▶ _Goal_
Find every line in the entries below that contains the string "plant", treating uppercase and lowercase as different, and copy each of those lines.

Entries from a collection

----

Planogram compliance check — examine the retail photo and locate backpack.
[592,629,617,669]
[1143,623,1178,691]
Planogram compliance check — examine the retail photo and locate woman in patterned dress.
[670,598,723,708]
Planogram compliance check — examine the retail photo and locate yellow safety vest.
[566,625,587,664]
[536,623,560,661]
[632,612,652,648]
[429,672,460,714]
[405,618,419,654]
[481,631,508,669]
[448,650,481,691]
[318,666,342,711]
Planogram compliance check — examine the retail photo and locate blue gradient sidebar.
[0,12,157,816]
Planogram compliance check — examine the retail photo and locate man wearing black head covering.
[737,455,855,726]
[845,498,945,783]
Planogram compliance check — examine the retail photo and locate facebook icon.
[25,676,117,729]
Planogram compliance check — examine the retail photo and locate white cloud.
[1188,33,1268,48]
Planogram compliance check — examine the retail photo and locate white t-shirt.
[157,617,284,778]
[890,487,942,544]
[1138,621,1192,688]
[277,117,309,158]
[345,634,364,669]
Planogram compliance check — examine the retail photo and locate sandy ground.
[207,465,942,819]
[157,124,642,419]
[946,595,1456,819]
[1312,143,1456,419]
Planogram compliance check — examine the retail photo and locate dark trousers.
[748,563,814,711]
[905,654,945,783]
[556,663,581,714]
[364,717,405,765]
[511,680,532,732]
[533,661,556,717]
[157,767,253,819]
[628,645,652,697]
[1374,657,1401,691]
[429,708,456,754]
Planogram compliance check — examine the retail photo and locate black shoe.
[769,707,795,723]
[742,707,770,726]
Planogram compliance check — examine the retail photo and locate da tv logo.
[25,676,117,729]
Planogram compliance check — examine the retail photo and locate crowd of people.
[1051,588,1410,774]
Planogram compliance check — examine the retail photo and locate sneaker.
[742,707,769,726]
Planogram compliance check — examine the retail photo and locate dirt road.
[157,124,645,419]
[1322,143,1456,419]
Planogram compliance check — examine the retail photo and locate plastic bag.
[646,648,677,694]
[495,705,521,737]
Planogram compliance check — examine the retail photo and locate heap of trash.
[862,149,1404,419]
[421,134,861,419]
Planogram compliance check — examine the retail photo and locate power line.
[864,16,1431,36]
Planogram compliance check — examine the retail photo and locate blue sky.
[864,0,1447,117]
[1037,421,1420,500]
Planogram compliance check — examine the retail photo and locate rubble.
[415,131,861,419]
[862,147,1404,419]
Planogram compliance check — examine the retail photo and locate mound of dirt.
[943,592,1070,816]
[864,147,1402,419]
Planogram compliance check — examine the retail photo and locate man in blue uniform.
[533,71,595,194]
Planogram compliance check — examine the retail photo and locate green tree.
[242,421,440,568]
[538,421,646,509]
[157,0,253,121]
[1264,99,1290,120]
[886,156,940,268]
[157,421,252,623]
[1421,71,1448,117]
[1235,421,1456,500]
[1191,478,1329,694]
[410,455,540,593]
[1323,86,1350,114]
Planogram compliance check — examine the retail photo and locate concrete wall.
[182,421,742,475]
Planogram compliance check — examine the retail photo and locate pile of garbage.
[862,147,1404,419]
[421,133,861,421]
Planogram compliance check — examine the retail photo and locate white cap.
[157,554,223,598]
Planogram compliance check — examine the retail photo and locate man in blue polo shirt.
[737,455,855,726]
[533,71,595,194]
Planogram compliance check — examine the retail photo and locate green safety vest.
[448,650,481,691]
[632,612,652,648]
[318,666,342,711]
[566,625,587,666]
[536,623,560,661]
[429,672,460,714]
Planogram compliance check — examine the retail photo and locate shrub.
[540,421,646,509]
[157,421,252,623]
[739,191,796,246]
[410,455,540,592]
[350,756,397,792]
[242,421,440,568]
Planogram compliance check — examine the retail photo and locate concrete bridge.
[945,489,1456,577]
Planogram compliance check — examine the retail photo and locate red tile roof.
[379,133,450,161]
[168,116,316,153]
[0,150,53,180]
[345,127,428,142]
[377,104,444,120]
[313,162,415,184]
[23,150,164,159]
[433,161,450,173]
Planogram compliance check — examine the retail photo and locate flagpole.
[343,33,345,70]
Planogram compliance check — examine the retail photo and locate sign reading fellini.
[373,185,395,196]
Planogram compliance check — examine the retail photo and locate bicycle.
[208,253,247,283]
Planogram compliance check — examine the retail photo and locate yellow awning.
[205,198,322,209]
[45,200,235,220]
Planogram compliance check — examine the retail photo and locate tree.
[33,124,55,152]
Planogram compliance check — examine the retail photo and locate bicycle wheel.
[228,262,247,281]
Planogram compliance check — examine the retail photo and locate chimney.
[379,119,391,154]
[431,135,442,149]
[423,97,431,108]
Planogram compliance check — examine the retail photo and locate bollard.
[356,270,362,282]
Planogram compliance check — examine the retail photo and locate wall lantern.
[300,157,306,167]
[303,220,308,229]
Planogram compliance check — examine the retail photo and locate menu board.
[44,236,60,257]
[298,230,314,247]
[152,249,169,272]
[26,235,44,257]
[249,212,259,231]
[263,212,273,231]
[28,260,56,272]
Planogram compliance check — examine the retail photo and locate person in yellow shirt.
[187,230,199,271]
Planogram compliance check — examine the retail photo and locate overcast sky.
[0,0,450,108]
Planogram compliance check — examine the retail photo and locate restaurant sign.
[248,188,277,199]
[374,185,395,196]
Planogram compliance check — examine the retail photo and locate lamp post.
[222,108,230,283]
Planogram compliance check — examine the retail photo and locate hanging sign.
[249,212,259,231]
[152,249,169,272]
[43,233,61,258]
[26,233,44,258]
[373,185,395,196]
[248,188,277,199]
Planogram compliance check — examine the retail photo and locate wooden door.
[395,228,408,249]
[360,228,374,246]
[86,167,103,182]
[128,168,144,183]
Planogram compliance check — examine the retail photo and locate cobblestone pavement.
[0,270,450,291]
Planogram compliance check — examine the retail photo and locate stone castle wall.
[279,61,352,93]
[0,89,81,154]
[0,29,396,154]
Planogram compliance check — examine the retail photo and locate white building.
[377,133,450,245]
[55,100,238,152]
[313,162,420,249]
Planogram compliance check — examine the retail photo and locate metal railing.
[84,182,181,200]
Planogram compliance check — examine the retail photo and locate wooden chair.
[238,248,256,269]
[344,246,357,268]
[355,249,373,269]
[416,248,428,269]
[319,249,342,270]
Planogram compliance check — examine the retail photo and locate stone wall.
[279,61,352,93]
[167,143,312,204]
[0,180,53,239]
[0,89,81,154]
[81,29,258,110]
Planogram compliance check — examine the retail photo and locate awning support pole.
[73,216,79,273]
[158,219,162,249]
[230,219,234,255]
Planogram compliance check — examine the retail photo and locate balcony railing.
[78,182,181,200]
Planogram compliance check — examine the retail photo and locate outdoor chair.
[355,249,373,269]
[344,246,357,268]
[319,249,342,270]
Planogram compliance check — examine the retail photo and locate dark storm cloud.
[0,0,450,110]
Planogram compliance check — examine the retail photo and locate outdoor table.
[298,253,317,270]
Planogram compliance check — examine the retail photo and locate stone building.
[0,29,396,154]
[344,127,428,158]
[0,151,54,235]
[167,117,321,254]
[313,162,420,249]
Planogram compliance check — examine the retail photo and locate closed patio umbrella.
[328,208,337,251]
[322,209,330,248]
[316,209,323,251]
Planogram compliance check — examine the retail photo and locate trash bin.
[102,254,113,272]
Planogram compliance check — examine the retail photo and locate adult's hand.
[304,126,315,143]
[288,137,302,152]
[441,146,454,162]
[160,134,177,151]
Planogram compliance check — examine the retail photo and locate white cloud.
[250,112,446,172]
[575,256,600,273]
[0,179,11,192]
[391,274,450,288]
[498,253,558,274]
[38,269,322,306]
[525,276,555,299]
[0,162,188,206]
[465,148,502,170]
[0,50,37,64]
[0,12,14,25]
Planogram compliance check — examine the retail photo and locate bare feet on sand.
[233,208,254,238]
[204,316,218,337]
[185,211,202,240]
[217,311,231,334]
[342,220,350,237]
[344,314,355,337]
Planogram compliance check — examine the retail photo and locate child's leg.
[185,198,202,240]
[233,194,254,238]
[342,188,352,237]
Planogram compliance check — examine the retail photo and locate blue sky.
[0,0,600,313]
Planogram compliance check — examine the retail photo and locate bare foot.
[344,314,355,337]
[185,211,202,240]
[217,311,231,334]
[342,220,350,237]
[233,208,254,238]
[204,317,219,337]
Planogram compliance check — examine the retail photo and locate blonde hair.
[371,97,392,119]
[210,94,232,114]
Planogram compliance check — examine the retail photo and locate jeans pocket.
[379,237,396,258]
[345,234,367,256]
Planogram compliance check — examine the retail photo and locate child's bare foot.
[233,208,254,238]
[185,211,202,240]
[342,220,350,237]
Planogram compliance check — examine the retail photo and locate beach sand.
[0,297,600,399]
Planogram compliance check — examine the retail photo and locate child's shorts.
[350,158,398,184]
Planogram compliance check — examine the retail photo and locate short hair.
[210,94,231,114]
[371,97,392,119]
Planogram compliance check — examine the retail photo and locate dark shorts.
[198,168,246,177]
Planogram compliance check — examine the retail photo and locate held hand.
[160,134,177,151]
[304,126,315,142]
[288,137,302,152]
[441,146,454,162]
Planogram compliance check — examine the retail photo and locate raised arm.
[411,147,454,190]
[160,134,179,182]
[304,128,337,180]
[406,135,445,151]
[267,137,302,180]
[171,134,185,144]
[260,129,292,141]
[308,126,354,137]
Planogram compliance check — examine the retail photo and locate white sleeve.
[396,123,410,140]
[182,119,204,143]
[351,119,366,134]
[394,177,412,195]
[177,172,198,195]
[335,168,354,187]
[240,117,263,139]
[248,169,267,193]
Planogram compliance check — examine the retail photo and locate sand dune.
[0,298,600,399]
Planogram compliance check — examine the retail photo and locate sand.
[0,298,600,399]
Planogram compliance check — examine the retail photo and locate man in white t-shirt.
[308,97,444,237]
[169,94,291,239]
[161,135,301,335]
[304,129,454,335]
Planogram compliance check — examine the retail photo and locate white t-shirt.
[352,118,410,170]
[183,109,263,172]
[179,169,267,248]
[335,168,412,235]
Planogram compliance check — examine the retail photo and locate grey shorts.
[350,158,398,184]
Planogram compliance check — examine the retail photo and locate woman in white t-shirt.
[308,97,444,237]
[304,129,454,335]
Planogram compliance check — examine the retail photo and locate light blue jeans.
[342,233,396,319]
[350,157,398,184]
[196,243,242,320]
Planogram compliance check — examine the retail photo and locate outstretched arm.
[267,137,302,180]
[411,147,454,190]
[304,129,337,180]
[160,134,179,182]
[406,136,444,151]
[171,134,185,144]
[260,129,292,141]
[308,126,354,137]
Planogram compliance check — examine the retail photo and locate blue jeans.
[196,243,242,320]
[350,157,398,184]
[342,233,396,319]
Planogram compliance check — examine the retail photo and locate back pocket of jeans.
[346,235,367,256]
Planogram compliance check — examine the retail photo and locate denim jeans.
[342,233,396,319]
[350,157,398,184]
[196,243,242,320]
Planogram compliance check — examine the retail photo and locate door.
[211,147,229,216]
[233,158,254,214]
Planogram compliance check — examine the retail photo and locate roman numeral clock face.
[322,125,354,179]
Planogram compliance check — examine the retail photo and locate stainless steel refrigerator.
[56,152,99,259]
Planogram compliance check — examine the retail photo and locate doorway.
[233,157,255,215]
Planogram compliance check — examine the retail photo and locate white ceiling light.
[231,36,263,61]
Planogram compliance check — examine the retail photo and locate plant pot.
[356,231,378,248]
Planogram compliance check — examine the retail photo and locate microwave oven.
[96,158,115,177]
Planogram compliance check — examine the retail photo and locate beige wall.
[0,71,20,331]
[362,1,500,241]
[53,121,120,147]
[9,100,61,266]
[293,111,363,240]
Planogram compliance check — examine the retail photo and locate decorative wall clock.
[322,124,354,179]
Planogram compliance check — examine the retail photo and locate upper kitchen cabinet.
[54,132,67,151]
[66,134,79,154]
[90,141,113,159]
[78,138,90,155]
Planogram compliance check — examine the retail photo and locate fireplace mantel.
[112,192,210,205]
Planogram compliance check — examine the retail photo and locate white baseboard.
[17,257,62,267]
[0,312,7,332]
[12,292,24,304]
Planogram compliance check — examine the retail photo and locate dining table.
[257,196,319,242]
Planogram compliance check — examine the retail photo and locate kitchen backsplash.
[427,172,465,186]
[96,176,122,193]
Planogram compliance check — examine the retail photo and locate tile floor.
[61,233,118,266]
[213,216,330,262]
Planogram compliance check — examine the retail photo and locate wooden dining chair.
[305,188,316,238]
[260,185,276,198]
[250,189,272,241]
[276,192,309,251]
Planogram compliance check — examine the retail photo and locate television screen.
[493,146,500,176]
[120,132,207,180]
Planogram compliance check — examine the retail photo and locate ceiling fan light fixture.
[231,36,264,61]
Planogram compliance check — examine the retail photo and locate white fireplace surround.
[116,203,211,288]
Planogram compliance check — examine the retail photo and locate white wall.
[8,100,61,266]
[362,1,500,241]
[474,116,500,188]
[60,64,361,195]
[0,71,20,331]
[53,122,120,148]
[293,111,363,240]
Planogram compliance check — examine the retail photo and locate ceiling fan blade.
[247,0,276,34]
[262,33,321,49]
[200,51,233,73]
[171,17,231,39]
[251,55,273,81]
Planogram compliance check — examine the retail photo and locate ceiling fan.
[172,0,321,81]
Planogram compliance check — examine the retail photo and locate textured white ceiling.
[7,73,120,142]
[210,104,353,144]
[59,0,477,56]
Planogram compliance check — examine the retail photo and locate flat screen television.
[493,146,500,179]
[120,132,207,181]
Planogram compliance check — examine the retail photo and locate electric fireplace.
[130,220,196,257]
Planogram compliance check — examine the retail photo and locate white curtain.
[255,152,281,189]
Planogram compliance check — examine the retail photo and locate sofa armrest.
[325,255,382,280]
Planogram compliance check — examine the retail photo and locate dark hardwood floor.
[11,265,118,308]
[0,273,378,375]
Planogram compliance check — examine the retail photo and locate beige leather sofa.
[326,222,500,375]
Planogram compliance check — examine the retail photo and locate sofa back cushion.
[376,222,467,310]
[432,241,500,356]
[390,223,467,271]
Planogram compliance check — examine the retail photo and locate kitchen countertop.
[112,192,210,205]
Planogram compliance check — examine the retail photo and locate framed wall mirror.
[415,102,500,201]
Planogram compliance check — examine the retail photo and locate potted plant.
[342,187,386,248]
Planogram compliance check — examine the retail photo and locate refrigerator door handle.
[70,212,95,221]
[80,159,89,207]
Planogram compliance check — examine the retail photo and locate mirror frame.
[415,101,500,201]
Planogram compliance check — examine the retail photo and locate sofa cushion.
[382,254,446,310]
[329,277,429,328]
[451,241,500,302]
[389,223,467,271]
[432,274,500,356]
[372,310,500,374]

----

▶ _Answer in full_
Planogram compliance check — examine the retail photo and locate plant pot.
Planogram compliance check — examine the retail photo and locate potted plant.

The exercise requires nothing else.